8月中旬,爲尋覓一個滬上家族的歷史印跡,我在青浦小住了兩天。

青浦縣現爲上海市青浦區,其主城區距離虹橋交通樞紐不過15公里左右,驅車半小時即可抵達。在交通以水運爲主的一、兩百年前,從青浦老城到上海老城廂或租界,差不多50公里,乘船得走大半天。青浦縣的淵源一半來自上海縣,一半來自華亭縣(松江府附廓縣),嘉靖二十一年(1542年)析分二縣部分鄉鎮建青浦縣。清雍正八年將蘇松道(管轄蘇州府、松江府,乾隆年間增轄太倉直隸州,該爲蘇松太道)移駐上海縣,松江府境內出現了“雙中心”,青浦正好處在雙中心之間,又是蘇州、嘉興、湖州府的數個轄縣到上海的必經之地,故自上海開埠後,位置尤顯重要,舟車聚集於境,商旅絡繹於道。

14日清晨,我從臨近東門的旅店出發,走過東門橋,進入老城區。東門橋跨越的河道即古時的護城河,今日城牆和城門已不復存在,徒留“東門”之名。一入東門,順着環城東路往北走200米左右,即到了上海五大古典園林之一的“曲水園”,其名當取自《蘭亭集序》佳句“又有清流激湍,映帶左右,引以爲流觴曲水”。

5元錢購票入內,我穿過一座石門,便見到了“凝和堂”。咸豐十年(1860年),太平軍和清軍及華爾洋槍隊爭奪城池時,曲水園毀於炮火,此堂亦未能倖免。光緒十年(1884年)重建曲水園,“凝和堂”匾額爲李鴻章題寫。——青浦縣城由淮軍收復,請李中堂題匾很是恰當。李題寫的匾額後來又被毀掉了。“曲水園”在1927年易名爲中山公園,這應該是北伐軍佔領上海後的“壯舉”。建政後喜歡改地名以宣示勝利,國共兩兄弟都好這一口,只是有程度之差別。1980年“曲水園”原名得以恢復。

繞過軒敞宏麗的凝和堂往北走,見到了一個半畝見方的荷塘。南方的荷花凋謝得晚一些,尚能見到碧葉簇擁着豔而不妖的菡萏,微風中搖曳生姿。池旁有假山,山上築小亭。已有三三兩兩的老人進園晨練、休憩。我在亭內坐了片刻,聽身邊幾個老人聊天。溫婉的吳語,一句也沒能聽懂。想起辛稼軒的詞句“醉裏吳音相媚好,白髮誰家翁媼”,我總覺得老人聊天,吳語聽起來最入耳,我故鄉的話太高亢。青浦話應該是比較地道的吳語吧,和雜糅其他方言的滬語想必有些差別,我是自然分辨不出來。
***
→ 操作指令
1) 在这段关于青浦之行的节选中,光绪十年重建曲水园后,“凝和堂”匾额是谁题写的?
2) 请逐字抄写这段节选中的一部分,从含有“青浦縣現爲上海市青浦區,其主”的词句开始,到“舟車聚集於境,商旅絡繹於道。”为止。
作答时请只依据这段节选。
***
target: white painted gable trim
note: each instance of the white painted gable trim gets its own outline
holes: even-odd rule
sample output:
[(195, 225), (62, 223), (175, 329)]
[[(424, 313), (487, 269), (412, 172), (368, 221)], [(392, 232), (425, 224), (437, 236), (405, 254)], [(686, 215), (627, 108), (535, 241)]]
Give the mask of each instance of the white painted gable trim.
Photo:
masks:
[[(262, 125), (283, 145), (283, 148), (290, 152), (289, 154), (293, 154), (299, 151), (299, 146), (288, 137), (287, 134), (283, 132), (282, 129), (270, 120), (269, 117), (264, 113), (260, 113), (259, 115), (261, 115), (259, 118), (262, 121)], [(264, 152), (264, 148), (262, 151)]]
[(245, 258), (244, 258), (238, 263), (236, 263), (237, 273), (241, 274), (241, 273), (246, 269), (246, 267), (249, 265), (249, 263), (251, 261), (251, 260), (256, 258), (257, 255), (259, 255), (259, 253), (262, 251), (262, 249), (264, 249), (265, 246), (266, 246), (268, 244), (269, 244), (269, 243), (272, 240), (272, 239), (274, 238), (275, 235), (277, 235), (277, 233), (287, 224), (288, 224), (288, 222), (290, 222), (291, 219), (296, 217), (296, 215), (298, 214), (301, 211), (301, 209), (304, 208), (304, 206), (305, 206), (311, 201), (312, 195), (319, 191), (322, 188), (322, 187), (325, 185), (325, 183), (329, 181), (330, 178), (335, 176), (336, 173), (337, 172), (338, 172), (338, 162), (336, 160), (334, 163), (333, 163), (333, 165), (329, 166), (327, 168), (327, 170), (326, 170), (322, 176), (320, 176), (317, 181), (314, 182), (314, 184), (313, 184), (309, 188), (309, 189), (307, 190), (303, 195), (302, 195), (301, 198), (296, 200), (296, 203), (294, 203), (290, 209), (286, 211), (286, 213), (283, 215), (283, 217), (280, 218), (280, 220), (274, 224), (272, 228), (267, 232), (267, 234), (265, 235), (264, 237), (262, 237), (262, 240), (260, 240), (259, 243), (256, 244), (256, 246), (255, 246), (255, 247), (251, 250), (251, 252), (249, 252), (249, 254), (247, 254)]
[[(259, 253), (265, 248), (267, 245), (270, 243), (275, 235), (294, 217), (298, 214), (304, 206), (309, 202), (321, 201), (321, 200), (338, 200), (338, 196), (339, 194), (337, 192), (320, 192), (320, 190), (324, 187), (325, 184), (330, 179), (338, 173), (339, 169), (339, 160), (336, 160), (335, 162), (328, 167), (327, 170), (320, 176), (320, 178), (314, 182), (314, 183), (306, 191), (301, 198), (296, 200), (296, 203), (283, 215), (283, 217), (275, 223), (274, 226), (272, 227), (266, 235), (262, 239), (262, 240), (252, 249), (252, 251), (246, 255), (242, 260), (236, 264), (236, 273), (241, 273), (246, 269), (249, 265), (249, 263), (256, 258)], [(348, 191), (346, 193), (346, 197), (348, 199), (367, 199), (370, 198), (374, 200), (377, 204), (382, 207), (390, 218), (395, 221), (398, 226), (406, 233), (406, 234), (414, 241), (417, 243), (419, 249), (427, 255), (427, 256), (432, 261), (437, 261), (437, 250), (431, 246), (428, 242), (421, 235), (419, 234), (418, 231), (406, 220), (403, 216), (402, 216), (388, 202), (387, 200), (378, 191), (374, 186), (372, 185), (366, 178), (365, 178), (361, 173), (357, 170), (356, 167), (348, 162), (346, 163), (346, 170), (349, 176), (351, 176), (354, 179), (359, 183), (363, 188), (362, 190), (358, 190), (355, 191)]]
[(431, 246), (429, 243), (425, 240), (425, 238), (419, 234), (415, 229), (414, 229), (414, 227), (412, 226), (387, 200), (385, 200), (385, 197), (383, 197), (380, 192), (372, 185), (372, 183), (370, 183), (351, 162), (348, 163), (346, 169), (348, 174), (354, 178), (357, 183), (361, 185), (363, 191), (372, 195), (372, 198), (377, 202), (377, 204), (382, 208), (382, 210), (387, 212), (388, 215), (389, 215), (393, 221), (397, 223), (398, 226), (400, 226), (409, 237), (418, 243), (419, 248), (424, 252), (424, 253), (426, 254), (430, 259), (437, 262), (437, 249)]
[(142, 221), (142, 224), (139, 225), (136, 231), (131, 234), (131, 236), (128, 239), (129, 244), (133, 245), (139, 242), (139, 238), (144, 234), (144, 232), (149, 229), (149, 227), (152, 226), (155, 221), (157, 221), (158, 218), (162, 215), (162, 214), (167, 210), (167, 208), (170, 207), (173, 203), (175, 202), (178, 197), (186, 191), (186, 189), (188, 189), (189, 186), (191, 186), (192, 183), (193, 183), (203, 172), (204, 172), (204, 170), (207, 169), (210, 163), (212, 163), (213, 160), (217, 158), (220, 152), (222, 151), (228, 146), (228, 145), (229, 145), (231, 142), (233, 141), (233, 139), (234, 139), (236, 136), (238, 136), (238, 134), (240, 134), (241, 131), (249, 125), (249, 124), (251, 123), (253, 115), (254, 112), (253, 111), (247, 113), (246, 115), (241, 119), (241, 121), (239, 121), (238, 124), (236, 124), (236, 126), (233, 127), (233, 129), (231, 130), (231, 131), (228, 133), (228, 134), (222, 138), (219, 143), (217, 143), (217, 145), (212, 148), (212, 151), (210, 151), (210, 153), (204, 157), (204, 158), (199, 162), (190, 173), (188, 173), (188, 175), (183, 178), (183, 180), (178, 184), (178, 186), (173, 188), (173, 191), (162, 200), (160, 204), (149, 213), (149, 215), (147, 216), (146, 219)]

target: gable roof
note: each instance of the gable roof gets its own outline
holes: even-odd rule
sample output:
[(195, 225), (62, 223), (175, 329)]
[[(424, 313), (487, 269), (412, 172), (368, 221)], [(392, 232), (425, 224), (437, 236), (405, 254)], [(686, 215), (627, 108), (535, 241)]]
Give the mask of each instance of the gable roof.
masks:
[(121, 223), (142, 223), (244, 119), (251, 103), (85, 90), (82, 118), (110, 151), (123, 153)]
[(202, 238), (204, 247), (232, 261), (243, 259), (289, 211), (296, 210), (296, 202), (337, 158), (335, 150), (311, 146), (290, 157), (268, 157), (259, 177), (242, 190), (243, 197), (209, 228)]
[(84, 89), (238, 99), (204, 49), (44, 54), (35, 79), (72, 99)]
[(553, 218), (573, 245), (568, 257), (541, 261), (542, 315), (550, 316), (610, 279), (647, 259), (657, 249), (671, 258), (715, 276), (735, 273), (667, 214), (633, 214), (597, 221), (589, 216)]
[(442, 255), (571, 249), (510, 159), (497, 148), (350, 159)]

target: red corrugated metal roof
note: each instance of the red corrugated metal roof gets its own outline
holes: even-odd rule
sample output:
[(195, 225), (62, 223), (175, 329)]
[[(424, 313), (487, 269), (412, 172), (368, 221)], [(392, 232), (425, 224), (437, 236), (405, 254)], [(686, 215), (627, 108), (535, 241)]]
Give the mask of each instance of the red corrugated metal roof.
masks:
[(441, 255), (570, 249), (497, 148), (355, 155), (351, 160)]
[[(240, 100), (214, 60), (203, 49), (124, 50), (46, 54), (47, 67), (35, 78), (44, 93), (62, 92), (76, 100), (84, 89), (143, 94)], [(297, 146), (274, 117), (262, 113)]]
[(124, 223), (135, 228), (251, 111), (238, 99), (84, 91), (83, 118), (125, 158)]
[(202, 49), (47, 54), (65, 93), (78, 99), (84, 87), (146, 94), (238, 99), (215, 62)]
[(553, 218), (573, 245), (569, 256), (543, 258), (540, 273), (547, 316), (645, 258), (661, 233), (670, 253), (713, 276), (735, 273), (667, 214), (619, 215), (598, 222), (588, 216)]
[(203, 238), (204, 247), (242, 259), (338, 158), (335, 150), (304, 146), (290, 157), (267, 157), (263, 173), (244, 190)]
***
→ 完整答案
1) 李鸿章。

2)
青浦縣現爲上海市青浦區,其主城區距離虹橋交通樞紐不過15公里左右,驅車半小時即可抵達。在交通以水運爲主的一、兩百年前,從青浦老城到上海老城廂或租界,差不多50公里,乘船得走大半天。青浦縣的淵源一半來自上海縣,一半來自華亭縣(松江府附廓縣),嘉靖二十一年(1542年)析分二縣部分鄉鎮建青浦縣。清雍正八年將蘇松道(管轄蘇州府、松江府,乾隆年間增轄太倉直隸州,該爲蘇松太道)移駐上海縣,松江府境內出現了“雙中心”,青浦正好處在雙中心之間,又是蘇州、嘉興、湖州府的數個轄縣到上海的必經之地,故自上海開埠後,位置尤顯重要,舟車聚集於境,商旅絡繹於道。